● What is expected: Images excluded, repeat each entry below exactly.

● Stored data entries:
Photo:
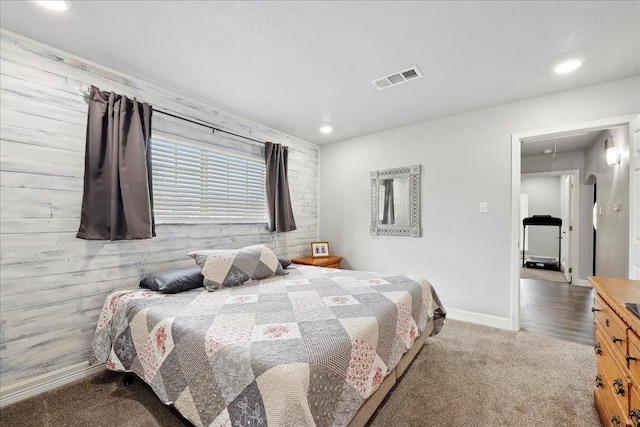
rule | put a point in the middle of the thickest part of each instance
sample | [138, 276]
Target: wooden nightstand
[325, 261]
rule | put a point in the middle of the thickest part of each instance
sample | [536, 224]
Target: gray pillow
[174, 281]
[284, 262]
[223, 268]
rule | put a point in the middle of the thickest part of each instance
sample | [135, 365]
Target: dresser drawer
[634, 406]
[614, 328]
[634, 357]
[609, 413]
[615, 384]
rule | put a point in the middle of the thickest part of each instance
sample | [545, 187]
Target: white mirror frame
[413, 229]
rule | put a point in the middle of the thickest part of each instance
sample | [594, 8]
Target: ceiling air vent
[397, 78]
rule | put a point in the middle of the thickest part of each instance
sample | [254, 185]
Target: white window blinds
[191, 183]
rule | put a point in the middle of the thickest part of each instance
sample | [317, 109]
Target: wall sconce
[613, 157]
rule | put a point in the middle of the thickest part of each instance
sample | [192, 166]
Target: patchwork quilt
[305, 349]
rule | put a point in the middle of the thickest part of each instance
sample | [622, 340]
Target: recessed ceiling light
[57, 5]
[568, 66]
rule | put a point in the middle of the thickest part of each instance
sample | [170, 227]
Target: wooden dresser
[617, 348]
[323, 261]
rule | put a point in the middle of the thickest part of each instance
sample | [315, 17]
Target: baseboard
[34, 386]
[480, 319]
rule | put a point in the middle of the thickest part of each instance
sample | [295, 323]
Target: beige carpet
[542, 274]
[468, 375]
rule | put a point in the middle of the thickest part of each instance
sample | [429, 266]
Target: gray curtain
[118, 199]
[388, 214]
[277, 182]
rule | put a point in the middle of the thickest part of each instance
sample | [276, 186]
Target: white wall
[612, 240]
[52, 284]
[571, 161]
[544, 199]
[466, 159]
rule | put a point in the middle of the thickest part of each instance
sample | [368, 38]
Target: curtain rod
[207, 125]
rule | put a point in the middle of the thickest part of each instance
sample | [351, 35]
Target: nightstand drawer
[327, 261]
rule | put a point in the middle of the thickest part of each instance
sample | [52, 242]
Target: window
[193, 183]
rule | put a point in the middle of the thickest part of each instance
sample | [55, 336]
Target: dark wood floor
[557, 310]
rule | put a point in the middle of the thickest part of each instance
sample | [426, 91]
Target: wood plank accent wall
[52, 285]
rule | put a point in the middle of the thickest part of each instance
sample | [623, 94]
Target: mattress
[308, 348]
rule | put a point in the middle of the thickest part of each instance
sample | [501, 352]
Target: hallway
[557, 310]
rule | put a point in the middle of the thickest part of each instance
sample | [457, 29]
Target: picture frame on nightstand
[319, 249]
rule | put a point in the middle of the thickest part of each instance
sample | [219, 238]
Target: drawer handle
[597, 349]
[618, 386]
[615, 421]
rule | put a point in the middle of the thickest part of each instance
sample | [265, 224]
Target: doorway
[553, 193]
[517, 143]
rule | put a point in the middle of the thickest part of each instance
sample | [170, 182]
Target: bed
[317, 346]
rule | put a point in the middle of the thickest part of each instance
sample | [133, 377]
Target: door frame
[574, 240]
[516, 139]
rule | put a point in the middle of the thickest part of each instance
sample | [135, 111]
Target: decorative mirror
[395, 201]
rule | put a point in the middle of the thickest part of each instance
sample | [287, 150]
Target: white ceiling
[294, 66]
[580, 141]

● Answer section:
Photo:
rule | put a point in the middle of the thickest part of each instance
sample | [138, 276]
Target: wooden nightstand
[325, 261]
rule | put a point in the middle of the thickest part of each instance
sample | [536, 224]
Target: gray pillow
[174, 281]
[284, 262]
[223, 268]
rule | put a point in the middle of the thickest part of each instance
sample | [135, 365]
Target: dresser drawer
[634, 406]
[614, 328]
[634, 357]
[609, 413]
[615, 384]
rule | put a point in the middle of the thickest part of each instance
sample | [545, 187]
Target: white mirror frame
[413, 229]
rule | put a point in the middle of the thickest part of each instance
sample | [594, 8]
Target: ceiling air vent
[397, 78]
rule | put a point in the middle of the thickest part of each instance
sample | [254, 185]
Target: white window blinds
[191, 183]
rule | put a point in the middle of the thickest part of each instance
sample | [317, 109]
Target: wall sconce
[613, 157]
rule | put a point in the middle of the thickest part of each instance
sample | [192, 166]
Target: patchwork quilt
[305, 349]
rule | put a point in the middle of the thickest part of each instance
sample | [622, 340]
Target: recessed ceiling light
[57, 5]
[568, 66]
rule | put a point in the middle of the thickest part of each instance
sample | [170, 227]
Target: wooden dresser
[617, 348]
[323, 261]
rule | put a point in the middle of the thickest part of each instance
sample | [315, 17]
Target: baseboard
[34, 386]
[480, 319]
rule | put a point in the middle of the thickest part of each instance
sample | [295, 323]
Target: beige carpet
[542, 274]
[468, 375]
rule | put a point in the middle of the thickest part of each instance
sample | [429, 266]
Target: gray curtain
[118, 199]
[388, 214]
[277, 182]
rule | put a point in the middle of the thickest part of each instance
sample | [276, 186]
Target: white wall
[612, 240]
[52, 284]
[571, 161]
[544, 199]
[466, 159]
rule | put a point in the middle of the thickest part of each instance
sample | [368, 38]
Target: curtain rod
[207, 125]
rule | put a point in the middle of the thickest part of each instance
sample | [351, 35]
Target: nightstand drawer
[327, 261]
rule | put a point in the middle of the thickest part of each instance
sample | [52, 242]
Target: window
[193, 183]
rule | put a point in the middle of the thickest part of each instance
sample | [55, 336]
Target: dark wood floor
[557, 310]
rule | put a point in the middle of the thickest part of each instance
sample | [426, 91]
Target: wood plank accent wall
[52, 285]
rule | put a point in the middle of the thickest part of each instance
sample | [623, 94]
Target: mattress
[308, 348]
rule | put a point in the middle of the thickest part of each instance
sample | [501, 352]
Target: hallway
[557, 310]
rule | put a point in the middle of the thickest part of each instance
sample | [457, 29]
Target: picture frame on nightstand
[319, 249]
rule | put a point in the middle of the thickest part of each instance
sample | [219, 238]
Target: drawer handle
[597, 349]
[618, 386]
[615, 421]
rule | put a point in the middle of the thickest part of each instance
sample | [265, 224]
Target: doorway
[553, 193]
[517, 143]
rule | put a point in the middle of the thickest part of each instance
sample | [170, 182]
Target: bed
[317, 346]
rule | put a point in the middle of the thickest part of each instance
sample | [133, 377]
Target: door frame
[574, 240]
[516, 139]
rule | put a point in the middle of the thickest part of each instance
sample | [135, 111]
Target: decorative mirror
[395, 201]
rule | put a point in the middle of the thickest part of each instance
sample | [287, 150]
Target: white ceiling
[294, 66]
[580, 141]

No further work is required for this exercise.